Member of the Puerto Rico Senate from the Carolina district
- In office 1993–2000

President pro tempore of the Senate of Puerto Rico
- In office 1995–1996
- Preceded by: Nicolás Nogueras
- Succeeded by: Aníbal Marrero Pérez

Member of the Municipal Assembly of Trujillo Alto, Puerto Rico
- In office 2020

Personal details
- Born: May 17, 1949 (age 76) Arroyo, Puerto Rico
- Party: New Progressive Party
- Alma mater: University of Puerto Rico (BA) University of Puerto Rico School of Law (JD)
- Profession: Politician, Senator, Judge

= Luisa Lebrón =

Puerto Rican judge and politician

Luisa Lebrón Burgos (born May 17, 1949, in Patillas, Puerto Rico) is a Puerto Rican judge, politician, and former senator. She was a member of the Senate of Puerto Rico from 1993 to 2000.

STATED EXERCISE A: Update the listing from the line containing "Spot the cup" through the end of the listing, inclusive, replacing "instance" with "occurrence" and leaving everything else unchanged. Give back only those lines.
STATED EXERCISE B: Write what comes next in the text on Luisa Lebrón, picking up right after its final sentence.

Part of a data file:
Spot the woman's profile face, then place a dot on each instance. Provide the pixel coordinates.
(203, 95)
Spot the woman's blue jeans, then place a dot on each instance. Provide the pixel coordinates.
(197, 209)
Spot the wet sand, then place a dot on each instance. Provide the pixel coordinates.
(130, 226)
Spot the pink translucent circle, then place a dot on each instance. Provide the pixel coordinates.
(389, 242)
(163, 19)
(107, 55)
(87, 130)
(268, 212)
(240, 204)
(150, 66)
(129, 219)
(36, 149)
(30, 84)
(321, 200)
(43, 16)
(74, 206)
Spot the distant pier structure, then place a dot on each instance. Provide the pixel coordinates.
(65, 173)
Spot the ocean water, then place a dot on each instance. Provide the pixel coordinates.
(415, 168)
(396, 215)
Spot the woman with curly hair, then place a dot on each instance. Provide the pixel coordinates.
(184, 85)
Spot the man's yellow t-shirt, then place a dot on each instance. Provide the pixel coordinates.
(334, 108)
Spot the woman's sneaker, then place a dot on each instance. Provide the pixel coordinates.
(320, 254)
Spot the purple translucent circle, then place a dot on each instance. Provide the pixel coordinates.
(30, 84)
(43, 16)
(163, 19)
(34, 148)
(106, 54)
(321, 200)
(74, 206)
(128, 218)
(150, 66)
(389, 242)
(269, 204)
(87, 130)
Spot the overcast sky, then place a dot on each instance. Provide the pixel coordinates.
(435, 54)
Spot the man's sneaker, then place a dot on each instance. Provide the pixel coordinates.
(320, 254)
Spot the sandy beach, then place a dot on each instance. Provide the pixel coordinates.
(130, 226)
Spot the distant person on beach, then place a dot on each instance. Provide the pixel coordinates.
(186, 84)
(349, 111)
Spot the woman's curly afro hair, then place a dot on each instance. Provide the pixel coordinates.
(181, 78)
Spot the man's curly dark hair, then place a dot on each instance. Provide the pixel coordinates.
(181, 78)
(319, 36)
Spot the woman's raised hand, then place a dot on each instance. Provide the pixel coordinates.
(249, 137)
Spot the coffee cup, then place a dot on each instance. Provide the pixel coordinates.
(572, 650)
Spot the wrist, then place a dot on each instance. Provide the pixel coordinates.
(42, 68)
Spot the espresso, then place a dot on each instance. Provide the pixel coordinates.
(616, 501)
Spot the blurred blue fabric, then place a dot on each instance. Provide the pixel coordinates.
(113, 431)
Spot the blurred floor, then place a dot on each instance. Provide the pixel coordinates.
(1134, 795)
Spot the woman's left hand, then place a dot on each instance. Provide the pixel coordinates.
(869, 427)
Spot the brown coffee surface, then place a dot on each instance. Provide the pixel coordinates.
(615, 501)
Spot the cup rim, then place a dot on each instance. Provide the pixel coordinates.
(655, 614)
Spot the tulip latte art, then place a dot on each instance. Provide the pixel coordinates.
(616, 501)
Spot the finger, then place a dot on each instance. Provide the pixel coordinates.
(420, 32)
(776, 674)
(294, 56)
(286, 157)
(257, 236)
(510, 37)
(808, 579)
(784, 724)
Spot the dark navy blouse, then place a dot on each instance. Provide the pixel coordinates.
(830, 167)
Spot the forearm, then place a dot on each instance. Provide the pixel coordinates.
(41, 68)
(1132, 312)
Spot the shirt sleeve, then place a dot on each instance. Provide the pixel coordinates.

TASK OUTPUT A:
Spot the cup rim, then place a dot on each occurrence. Provide the pixel coordinates.
(655, 614)
Spot the tulip latte art, then place a dot on each occurrence. Provide the pixel coordinates.
(616, 501)
Spot the finger, then place a dot on each occurrence. Provide the pixel coordinates.
(420, 32)
(776, 674)
(294, 56)
(286, 157)
(257, 236)
(510, 37)
(808, 579)
(784, 724)
Spot the dark navy blouse, then place a dot on each occurrence. Provide the pixel coordinates.
(830, 167)
Spot the forearm, then place a dot on each occurrence. Provide the pixel coordinates.
(41, 68)
(1132, 312)
Spot the shirt sleeve, then place a dot on each occurrence. Provide the pixel coordinates.

TASK OUTPUT B:
==Biography==

Luisa Lebrón Burgos was born May 17, 1949, in Arroyo, Puerto Rico. She received her bachelor's degree from the University of Puerto Rico. In 1974, she received her Juris doctor from the University of Puerto Rico School of Law.

Lebrón worked as a legal aide for the Housing Department of Puerto Rico, and the Corporation of Urban and Housing Renewal. She was also president of the Attorney Delegation of Carolina. She also established her own law firm.

In 1992, Lebrón was elected to the Senate of Puerto Rico representing the District of Carolina. In 1995, she was appointed as President pro tempore of the Senate of Puerto Rico, becoming the first woman to occupy that position. Lebrón was reelected in 1996.

Lebrón ran again in the 2000 elections, but lost to the candidates of the Popular Democratic Party. She served as a judge in the Carolina region.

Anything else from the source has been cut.